▶ [Dataset entries]
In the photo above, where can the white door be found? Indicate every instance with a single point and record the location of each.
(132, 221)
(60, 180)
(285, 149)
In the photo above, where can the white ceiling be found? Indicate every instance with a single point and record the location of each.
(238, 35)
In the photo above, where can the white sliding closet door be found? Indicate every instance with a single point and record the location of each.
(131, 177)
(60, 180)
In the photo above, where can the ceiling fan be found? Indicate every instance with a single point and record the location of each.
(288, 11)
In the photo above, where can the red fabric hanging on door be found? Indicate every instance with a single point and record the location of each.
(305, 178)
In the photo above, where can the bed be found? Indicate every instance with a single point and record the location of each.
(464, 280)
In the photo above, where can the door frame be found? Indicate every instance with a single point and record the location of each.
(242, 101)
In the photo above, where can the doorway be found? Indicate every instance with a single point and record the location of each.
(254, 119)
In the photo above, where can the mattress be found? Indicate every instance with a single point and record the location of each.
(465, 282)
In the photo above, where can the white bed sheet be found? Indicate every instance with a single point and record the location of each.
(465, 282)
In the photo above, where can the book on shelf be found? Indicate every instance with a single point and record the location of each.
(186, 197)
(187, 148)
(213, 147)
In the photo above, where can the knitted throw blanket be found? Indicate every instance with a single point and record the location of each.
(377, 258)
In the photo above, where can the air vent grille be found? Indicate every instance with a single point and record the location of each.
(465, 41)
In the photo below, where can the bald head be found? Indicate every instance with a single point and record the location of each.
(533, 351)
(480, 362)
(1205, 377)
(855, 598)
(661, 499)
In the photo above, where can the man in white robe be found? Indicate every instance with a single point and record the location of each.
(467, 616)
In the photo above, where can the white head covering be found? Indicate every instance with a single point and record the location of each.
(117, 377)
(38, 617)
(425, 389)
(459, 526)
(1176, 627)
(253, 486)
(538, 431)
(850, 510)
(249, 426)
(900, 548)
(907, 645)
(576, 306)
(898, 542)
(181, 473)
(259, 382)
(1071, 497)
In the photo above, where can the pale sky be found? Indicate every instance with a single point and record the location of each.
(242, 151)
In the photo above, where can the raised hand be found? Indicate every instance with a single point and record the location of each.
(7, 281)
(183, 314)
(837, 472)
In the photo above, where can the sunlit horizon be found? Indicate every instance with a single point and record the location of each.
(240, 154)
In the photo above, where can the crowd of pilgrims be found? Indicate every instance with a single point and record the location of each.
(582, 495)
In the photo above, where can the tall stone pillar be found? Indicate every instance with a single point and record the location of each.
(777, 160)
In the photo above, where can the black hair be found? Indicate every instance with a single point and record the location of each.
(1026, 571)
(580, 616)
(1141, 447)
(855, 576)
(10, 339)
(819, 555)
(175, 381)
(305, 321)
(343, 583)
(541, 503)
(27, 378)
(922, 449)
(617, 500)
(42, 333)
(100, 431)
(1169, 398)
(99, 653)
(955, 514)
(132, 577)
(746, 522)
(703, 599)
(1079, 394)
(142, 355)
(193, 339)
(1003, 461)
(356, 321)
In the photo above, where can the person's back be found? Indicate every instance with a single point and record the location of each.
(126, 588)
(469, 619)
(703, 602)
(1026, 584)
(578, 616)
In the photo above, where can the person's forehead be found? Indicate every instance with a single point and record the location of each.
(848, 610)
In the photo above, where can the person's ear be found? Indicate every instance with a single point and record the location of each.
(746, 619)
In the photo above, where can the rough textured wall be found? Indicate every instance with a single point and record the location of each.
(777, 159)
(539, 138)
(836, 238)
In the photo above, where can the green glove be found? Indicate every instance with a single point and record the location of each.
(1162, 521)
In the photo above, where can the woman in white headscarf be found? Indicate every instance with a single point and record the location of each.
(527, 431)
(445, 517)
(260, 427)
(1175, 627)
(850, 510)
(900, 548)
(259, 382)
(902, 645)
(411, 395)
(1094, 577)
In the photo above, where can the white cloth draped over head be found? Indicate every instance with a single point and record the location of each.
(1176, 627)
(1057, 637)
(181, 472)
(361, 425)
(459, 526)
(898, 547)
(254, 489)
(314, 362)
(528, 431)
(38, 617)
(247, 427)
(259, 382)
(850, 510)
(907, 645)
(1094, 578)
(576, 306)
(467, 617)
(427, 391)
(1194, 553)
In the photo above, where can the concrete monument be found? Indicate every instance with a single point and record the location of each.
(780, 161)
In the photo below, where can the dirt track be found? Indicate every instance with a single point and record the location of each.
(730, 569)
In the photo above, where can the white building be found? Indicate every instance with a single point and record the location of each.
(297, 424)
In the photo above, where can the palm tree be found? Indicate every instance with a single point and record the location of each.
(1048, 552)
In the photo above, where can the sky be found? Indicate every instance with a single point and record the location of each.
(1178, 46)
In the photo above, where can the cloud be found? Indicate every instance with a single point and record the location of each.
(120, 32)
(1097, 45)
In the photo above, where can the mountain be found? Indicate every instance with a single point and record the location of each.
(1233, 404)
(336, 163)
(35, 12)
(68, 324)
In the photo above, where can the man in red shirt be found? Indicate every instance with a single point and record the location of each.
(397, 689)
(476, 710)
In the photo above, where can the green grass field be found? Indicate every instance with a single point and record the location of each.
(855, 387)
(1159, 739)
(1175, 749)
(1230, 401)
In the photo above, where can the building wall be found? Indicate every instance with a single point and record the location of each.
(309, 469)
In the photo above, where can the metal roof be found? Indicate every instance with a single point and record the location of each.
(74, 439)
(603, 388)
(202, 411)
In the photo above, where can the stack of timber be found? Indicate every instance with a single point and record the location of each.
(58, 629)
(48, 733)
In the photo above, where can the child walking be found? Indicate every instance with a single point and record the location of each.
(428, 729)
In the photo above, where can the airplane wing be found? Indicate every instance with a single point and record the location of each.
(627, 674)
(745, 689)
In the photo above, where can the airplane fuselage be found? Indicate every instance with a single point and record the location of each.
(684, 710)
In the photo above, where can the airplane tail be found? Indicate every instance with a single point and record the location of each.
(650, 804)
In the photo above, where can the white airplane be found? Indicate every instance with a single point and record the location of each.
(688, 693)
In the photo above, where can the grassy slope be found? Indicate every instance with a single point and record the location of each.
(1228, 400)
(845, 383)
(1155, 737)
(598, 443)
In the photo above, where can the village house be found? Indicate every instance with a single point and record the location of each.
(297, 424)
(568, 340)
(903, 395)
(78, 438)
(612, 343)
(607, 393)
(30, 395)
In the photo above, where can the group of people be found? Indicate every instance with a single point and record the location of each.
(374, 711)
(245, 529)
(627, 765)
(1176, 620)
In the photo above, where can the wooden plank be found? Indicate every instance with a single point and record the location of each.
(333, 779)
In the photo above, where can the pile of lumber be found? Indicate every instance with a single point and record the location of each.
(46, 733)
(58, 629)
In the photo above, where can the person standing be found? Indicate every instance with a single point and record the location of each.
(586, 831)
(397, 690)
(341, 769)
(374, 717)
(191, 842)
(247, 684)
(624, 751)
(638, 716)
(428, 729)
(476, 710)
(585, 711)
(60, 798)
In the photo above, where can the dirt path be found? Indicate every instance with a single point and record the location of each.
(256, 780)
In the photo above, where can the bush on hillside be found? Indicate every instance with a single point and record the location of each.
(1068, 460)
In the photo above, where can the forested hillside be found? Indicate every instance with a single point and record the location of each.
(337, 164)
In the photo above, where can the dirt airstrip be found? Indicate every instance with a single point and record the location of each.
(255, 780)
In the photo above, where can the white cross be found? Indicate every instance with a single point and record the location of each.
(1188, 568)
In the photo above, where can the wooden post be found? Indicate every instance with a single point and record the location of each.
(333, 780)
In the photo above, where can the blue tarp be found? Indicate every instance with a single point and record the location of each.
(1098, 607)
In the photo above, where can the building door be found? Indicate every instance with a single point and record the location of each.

▶ [EXERCISE DESCRIPTION] Copy out the part of the listing that opens with the line containing "In the photo above, where can the person's back" and closes with the line containing "(1094, 577)", both lines included.

▶ [EXPECTED ANSWER]
In the photo above, where can the person's back be found? Indicate every instance with a single point and record the location of each.
(126, 588)
(469, 619)
(703, 602)
(1026, 584)
(578, 616)
In the photo above, where can the person's forehead be found? Indicate every instance with a single point and record the location of each.
(848, 610)
In the photo above, where can the person's ear be found? Indicate every instance with a single point and record the location of each.
(746, 619)
In the photo above, where can the rough textured wall be found? Indicate every instance with a single point and record the location of each.
(777, 159)
(539, 138)
(836, 238)
In the photo above, where can the green glove be found? Indicate every instance with a single point and record the location of each.
(1162, 521)
In the photo above, where can the woman in white headscarf be found? Indicate every instance with a single point and record the location of each.
(527, 431)
(445, 517)
(260, 427)
(1175, 627)
(850, 510)
(900, 548)
(259, 382)
(902, 645)
(411, 395)
(1094, 577)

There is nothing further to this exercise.